> **BRANO ESTRATTO**:
# # # #

Page history last edited by eli1234 12 years, 11 months ago

PORTFOLIO

Ad ogni incontro devi esprimere i tuoi pensieri sul film proposto editando questa pagina e scrivendo nello spazio sotto a ciascuna domanda

 


12 ottobre 2010: CARO DIARIO di Nanni Moretti, Italia 1993 (IV episodio: Medici) 30'

 

Che ti senti di dire dopo aver visto questo film?

Questo film mi è sembrato interessante perchè rappresenta una testimonianza vera di una vicenda accaduta realmente al regista Nanni Moretti. Si percepisce nel film una certa dose di ironia mista ad amarezza, in particolar modo nel finale quando il protagonista si rende conto di aver  sofferto inutilmente per molti mesi, mentre la diagnosi e la cura della malattia avrebbero potuto essere molto più tempestive. Mi ha colpito molto la descrizione che viene fatta nel film dei medici. Questi si basano soprattutto sulle esperienze nel proprio campo (es. i dermatologi pensano subito ad una malattia della pelle) e raramente si consultano con altri colleghi, finendo per analizzare solamente una parte del paziente e non l’individuo nel suo complesso.

 

 

La visione del film che riflessioni ha indotto sulla tua idea della professione medica?

Penso che un medico debba prima di tutto essere preparato, cioè debba possedere le conoscenze necessarie per svolgere il proprio lavoro. Tuttavia questo può non essere sufficiente, come si è visto in questo film, per effettuare una corretta diagnosi. Ritengo che un buon medico debba saper ascoltare il proprio paziente e basare la propria diagnosi su elementi concreti (i sintomi descritti dal paziente) piuttosto che farsi un’idea preventiva di quale sia la patologia.

# # # #

> **Elementi archiviati di una raccolta**:
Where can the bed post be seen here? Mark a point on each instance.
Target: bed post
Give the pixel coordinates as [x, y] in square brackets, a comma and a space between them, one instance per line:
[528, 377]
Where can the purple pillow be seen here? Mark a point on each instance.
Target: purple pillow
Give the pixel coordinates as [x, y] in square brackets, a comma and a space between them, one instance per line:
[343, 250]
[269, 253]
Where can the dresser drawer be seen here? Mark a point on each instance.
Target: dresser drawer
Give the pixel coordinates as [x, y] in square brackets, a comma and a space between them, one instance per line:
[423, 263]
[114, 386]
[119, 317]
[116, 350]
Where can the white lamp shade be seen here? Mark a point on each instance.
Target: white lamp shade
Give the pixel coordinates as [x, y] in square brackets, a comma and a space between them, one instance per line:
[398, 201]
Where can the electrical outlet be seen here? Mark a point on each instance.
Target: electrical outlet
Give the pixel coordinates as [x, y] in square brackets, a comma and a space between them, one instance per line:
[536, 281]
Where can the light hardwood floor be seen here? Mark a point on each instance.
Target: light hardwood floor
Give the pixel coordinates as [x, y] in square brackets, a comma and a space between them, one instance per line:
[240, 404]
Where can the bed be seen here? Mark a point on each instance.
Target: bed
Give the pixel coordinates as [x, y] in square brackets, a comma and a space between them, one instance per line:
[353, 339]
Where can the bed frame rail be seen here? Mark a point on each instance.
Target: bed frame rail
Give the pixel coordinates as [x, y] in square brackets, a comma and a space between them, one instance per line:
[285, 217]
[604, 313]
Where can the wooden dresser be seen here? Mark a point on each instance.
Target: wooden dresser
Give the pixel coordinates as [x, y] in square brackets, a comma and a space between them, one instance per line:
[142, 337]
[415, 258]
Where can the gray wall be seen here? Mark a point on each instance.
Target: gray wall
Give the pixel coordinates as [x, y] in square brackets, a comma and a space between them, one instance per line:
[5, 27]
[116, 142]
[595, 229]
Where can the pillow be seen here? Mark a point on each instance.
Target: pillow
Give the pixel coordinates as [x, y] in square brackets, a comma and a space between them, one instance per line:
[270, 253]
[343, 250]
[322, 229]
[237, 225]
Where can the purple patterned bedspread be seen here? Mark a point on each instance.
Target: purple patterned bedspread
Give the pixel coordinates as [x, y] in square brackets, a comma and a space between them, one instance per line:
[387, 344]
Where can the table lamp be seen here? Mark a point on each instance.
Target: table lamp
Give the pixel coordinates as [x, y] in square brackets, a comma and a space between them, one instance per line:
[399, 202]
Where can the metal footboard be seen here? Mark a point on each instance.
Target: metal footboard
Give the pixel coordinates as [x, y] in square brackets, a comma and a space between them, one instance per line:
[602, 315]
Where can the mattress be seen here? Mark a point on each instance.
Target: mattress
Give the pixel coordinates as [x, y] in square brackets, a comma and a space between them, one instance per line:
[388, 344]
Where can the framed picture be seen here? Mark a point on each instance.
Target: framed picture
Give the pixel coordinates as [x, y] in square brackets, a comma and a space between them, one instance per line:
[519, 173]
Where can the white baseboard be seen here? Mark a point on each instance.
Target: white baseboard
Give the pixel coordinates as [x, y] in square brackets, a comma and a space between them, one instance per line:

# # # #

> **ATTIVITÀ DA SVOLGERE**:
a: Rispondi a queste domande sul brano relativo al film di Nanni Moretti:
(i) Quale episodio di "Caro diario" viene proposto nell'incontro del 12 ottobre 2010?
(ii) In quale momento del film, secondo chi scrive, si percepisce in particolar modo l'ironia mista ad amarezza?
(iii) Su che cosa un buon medico dovrebbe basare la propria diagnosi, secondo chi scrive?
b: Prosegui il brano sul film di Nanni Moretti, riprendendo subito dopo la sua ultima frase.
Il materiale non ha alcun legame con il brano.

> **SOLUZIONI DELLE ATTIVITÀ**:
a:
(i) Il quarto episodio, intitolato "Medici".
(ii) Nel finale, quando il protagonista si rende conto di aver sofferto inutilmente per molti mesi.
(iii) Su elementi concreti, cioè i sintomi descritti dal paziente, piuttosto che su un'idea preventiva della patologia.

b:
 

 

 

Allega tutte le integrazioni che vuoi (articoli di giornale, riferimenti a film, documentari o video, citazioni da libri, poesie, immagini, siti web, ecc.)

 

 

 


19 ottobre 2010: UN MEDICO UN UOMO di Randa Haines, USA 1991, 124'

 

Che ti senti di dire dopo aver visto questo film?

Questo film mi è piaciuto molto. La storia è molto coinvolgente e contiene molti spunti di riflessione. Secondo me descrive molto bene il cambiamento che avviene nel protagonista nel momento in cui la malattia lo costringe a riflettere su cosa significa veramente essere un medico. Infatti vediamo che Jack, il protagonista, è un chirurgo brillante, ma incapace di comunicare con i propri pazienti, tanto che ai giovani specializzandi spiega che il suo compito è quello di “aprire, aggiustare e poi  richiudere”. Quando poi si ritrova “dall’altra parte”, tuttavia, capisce che lui stesso non vorrebbe un medico con un atteggiamento simile al suo e decide di affidarsi ad un collega con un approccio completamente diverso, con il quale instaura un rapporto di fiducia. Il cambiamento di Jack si vede in vari momenti, durante il film, ad esempio quando rimprovera duramente il giovane medico che, parlando di una paziente, non ricordando il nome, la chiama con il numero del letto, oppure quando rifiuta di coprire il collega accusato di negligenza. Mi è piaciuta molto anche l’amicizia che si instaura tra il protagonista e June, una donna malata di cancro, che, con la sua sensibilità,  aiuta Jack ad aprirsi agli altri e a recuperare il rapporto con la moglie e il figlio, che prima trascurava, troppo preso dal lavoro.

 

 

La visione del film che riflessioni ha indotto sulla tua idea della professione medica?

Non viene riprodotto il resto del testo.